__Testo del documento__:
>>>

Un albero sollecitato dal vento fornisce un ottimo esempio di questa strategia: quando la sollecitazione subita degli organi principali – i rami e il tronco- si avvicina al loro limite elastico, foglie e fronde secondarie si lasciano progressivamente strappare: questo espediente riduce la superficie esposta alla pressione e di conseguenza l’intensità della sollecitazione. Se ancora non basta, il sacrificio si estende ad elementi via via più importanti, e persino qualche ramo principale può essere ceduto, pur di salvare il tronco dallo sradicamento, evento massimamente catastrofico, perché pregiudica la possibilità dell’albero di sopravvivere.

<<<

__Estratto dati__:
>>>

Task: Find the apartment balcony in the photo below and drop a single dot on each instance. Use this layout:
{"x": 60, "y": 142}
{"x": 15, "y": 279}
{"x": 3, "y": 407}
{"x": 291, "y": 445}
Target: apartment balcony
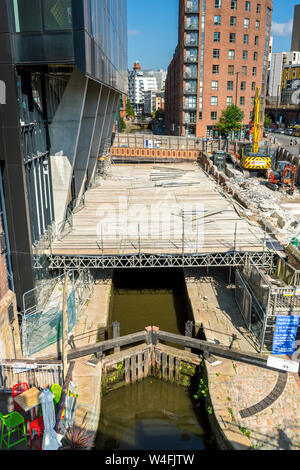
{"x": 189, "y": 106}
{"x": 191, "y": 26}
{"x": 189, "y": 91}
{"x": 188, "y": 59}
{"x": 190, "y": 76}
{"x": 191, "y": 42}
{"x": 192, "y": 7}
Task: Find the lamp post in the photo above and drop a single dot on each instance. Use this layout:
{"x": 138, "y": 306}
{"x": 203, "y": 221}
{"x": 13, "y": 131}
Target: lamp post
{"x": 236, "y": 93}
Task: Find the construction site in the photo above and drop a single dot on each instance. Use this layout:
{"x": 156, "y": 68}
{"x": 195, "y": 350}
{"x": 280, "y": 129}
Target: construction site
{"x": 207, "y": 256}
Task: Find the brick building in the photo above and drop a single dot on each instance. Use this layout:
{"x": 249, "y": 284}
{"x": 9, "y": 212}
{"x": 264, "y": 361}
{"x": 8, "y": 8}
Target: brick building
{"x": 220, "y": 59}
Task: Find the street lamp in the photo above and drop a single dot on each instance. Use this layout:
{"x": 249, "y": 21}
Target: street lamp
{"x": 236, "y": 93}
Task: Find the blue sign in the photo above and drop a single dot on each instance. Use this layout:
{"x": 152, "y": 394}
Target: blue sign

<<<

__Esercizio__: Nel testo sull'albero sollecitato dal vento, che cosa si lascia strappare progressivamente quando la sollecitazione su rami e tronco si avvicina al loro limite elastico?

__Soluzione__: Foglie e fronde secondarie.